Starting at the line that contains "each like [34,63]." and ending at the last line of the records, write those lines again with every "marker" switched to "point" and all else unchanged. Leave the pictures out of the answer.

>> start Entries shown

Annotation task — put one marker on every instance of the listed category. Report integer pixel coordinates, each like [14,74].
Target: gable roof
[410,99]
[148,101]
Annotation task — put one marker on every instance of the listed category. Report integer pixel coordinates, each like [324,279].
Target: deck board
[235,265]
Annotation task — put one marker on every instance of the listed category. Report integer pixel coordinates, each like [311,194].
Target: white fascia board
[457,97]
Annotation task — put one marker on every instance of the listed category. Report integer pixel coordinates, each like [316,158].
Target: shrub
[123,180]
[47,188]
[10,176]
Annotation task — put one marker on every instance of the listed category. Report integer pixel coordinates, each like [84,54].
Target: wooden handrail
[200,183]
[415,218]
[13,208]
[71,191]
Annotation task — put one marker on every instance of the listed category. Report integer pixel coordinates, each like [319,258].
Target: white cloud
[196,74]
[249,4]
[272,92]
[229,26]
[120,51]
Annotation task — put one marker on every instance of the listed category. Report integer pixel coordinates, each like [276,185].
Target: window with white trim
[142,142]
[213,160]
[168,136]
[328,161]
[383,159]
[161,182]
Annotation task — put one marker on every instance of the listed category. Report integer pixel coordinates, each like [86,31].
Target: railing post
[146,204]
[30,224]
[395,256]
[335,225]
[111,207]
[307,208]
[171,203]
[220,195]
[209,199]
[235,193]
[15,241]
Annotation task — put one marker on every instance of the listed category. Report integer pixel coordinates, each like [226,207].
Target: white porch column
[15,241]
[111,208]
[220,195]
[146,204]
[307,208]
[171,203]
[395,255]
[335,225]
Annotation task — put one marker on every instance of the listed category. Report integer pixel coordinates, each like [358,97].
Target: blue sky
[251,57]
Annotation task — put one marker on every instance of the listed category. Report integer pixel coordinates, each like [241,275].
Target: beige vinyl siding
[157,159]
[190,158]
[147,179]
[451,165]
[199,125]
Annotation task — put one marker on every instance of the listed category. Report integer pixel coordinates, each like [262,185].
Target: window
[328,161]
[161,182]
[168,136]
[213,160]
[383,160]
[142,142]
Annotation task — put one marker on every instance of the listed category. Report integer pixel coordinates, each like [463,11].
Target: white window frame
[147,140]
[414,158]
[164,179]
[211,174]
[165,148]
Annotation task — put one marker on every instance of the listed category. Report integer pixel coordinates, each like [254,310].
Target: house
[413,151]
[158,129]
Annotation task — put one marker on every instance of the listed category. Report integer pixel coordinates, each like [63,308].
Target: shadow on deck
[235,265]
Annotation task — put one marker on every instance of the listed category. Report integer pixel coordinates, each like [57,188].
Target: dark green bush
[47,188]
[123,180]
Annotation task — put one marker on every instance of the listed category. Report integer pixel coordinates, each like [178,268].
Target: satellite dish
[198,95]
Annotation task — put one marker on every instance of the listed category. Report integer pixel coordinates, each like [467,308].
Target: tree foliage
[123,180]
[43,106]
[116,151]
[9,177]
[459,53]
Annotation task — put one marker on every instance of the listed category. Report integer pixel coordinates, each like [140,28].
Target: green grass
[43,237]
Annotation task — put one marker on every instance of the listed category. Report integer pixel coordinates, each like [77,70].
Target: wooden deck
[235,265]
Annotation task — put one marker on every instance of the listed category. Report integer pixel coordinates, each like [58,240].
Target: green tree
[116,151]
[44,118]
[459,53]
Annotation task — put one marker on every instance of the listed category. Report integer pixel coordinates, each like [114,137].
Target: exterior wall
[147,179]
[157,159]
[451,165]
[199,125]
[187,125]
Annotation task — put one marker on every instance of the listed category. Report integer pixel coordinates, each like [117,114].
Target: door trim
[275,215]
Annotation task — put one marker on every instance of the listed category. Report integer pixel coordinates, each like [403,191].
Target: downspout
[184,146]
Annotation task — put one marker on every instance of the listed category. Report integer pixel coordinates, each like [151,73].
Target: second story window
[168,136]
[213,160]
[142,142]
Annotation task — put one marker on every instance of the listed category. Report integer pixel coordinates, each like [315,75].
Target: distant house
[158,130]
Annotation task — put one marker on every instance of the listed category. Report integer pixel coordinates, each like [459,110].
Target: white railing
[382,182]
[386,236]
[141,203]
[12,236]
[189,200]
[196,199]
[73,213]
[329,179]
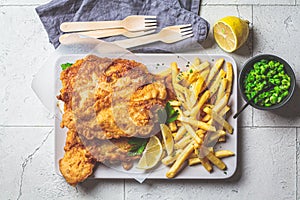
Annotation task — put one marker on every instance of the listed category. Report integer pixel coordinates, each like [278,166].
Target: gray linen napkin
[168,12]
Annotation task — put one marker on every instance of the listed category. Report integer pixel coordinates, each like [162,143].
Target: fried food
[100,92]
[107,101]
[81,155]
[77,163]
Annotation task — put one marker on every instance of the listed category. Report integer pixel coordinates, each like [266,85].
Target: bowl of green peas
[261,72]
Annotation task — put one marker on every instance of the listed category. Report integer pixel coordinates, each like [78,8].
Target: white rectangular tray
[156,63]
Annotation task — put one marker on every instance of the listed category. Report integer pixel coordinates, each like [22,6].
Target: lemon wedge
[167,138]
[231,33]
[151,155]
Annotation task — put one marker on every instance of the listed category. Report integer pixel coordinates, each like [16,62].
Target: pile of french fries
[202,92]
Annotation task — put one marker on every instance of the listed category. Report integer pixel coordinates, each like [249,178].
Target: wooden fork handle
[94,34]
[87,26]
[134,42]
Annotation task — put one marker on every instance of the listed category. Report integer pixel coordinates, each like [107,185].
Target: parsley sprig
[167,115]
[66,65]
[137,146]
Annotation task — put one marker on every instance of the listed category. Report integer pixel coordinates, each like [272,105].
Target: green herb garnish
[66,66]
[137,146]
[167,115]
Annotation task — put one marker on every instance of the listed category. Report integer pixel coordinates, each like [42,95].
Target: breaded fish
[81,155]
[110,98]
[77,163]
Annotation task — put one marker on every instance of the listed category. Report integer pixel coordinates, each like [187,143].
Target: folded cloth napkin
[168,12]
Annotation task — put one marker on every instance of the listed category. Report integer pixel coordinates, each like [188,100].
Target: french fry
[222,139]
[202,66]
[183,142]
[195,137]
[206,164]
[193,76]
[180,160]
[222,103]
[222,122]
[192,132]
[198,86]
[196,62]
[175,103]
[229,77]
[213,137]
[200,103]
[214,70]
[206,118]
[223,153]
[173,126]
[194,161]
[216,161]
[221,90]
[213,88]
[165,72]
[224,111]
[201,133]
[180,133]
[168,160]
[197,123]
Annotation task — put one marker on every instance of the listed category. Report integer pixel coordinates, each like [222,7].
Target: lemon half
[231,33]
[151,155]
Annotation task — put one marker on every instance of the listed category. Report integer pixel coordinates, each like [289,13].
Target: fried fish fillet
[77,163]
[107,101]
[79,159]
[110,98]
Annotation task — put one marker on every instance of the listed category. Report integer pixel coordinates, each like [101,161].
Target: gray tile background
[268,141]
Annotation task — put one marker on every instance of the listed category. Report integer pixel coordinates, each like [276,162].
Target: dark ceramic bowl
[249,66]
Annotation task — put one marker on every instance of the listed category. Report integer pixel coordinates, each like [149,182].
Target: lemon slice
[231,33]
[167,138]
[151,155]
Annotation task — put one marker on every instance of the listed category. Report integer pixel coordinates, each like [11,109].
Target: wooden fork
[130,23]
[63,39]
[169,34]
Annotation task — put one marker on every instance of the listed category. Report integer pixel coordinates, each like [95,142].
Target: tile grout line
[269,127]
[252,52]
[279,5]
[124,193]
[27,126]
[296,165]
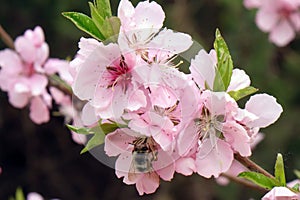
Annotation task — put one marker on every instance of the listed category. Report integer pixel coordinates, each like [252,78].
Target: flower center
[209,126]
[119,73]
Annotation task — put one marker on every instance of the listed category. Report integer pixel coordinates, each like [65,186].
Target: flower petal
[213,160]
[118,142]
[282,34]
[39,112]
[237,137]
[203,69]
[265,107]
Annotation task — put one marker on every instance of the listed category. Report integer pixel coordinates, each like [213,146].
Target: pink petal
[295,19]
[136,100]
[42,54]
[282,33]
[252,3]
[185,166]
[10,62]
[239,80]
[149,15]
[91,70]
[89,116]
[164,165]
[163,96]
[218,103]
[148,183]
[265,107]
[59,97]
[26,49]
[125,12]
[237,137]
[203,69]
[34,196]
[266,19]
[18,100]
[117,143]
[187,139]
[213,160]
[39,112]
[168,43]
[38,84]
[123,165]
[39,37]
[280,193]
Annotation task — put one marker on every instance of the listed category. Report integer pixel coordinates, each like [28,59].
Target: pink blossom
[140,24]
[24,74]
[122,143]
[69,111]
[280,193]
[214,155]
[34,196]
[203,68]
[280,18]
[105,79]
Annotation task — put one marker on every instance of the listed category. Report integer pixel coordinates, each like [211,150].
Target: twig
[6,38]
[244,182]
[252,165]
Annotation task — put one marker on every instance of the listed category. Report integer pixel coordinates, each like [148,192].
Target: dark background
[44,159]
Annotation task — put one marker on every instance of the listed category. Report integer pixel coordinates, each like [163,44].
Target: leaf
[108,127]
[19,194]
[80,130]
[224,66]
[84,23]
[96,16]
[296,187]
[111,28]
[297,173]
[239,94]
[96,140]
[103,7]
[279,170]
[260,179]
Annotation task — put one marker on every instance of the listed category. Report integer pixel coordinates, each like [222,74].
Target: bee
[143,154]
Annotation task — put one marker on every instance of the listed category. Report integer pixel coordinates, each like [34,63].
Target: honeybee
[143,154]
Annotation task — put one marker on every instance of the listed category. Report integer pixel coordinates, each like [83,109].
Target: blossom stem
[252,165]
[6,38]
[243,182]
[56,81]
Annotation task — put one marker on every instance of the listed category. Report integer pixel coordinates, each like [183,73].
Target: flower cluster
[281,18]
[168,121]
[26,74]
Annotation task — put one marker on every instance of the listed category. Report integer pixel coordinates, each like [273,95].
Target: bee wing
[132,174]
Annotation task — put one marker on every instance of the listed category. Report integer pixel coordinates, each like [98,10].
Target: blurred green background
[44,158]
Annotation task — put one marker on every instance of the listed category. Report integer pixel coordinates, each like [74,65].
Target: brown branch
[252,165]
[244,182]
[6,38]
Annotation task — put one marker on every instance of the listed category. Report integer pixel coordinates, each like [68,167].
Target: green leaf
[19,194]
[96,16]
[96,140]
[84,23]
[224,66]
[296,187]
[80,130]
[239,94]
[111,28]
[108,127]
[279,170]
[297,173]
[103,7]
[260,179]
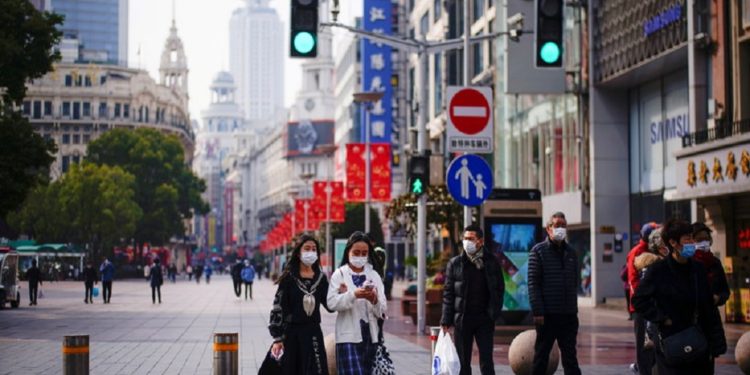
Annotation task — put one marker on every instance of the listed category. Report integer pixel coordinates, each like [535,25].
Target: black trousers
[248,290]
[89,292]
[106,290]
[33,291]
[643,357]
[479,328]
[154,291]
[562,328]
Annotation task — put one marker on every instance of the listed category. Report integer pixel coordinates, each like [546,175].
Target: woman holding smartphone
[295,317]
[356,292]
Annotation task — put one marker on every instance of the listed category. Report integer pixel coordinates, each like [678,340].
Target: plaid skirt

>> end Entries shown

[Full output]
Annotation task — put one point on every instance of the listed category. Report integer pixel coordinates, each like [34,63].
Target: honeybee
[143,154]
Annotation task — put one point on every instance of the listed category. Report integer pixel coordinates, each like [83,109].
Target: blossom stem
[252,165]
[6,38]
[243,182]
[56,81]
Annotation task — put one point on every instance of the listed category. Report integer pixel coordinates, each like [183,73].
Target: flower cluster
[281,18]
[168,121]
[26,74]
Annotation task — put one point on every instance of the listed category. Report integer pixel coordinates, each like [273,95].
Target: bee wing
[132,174]
Annotation task — put one point on every instance of the listed category. Report integer pixel coordinates, each like [98,10].
Target: blurred green background
[44,158]
Annotation task — put one point on every instance of the listed category. Report integer pixel coordinates, each like [74,65].
Target: brown branch
[252,165]
[244,182]
[6,38]
Annotation task — put one point on every instance of the listed category. Report integer pixel coordinates, each like [68,167].
Target: green leaf
[19,194]
[96,16]
[96,140]
[84,23]
[224,66]
[296,187]
[80,130]
[239,94]
[111,28]
[108,127]
[279,170]
[297,173]
[103,7]
[260,179]
Annotation task — put one point on every instance of the listed category. Report integer pixel coordinates, each like [535,25].
Target: black trousers
[248,290]
[89,292]
[106,290]
[33,291]
[643,357]
[479,328]
[154,291]
[562,328]
Annotation task — put one point on every instance of the listed category. Report integer pixel coordinates, each like [546,175].
Target: woman holding smartphone
[295,317]
[356,292]
Annotation task — put one point on every instance of the listed category. Report integer pixel coordinates, each like [678,340].
Target: plaid skirt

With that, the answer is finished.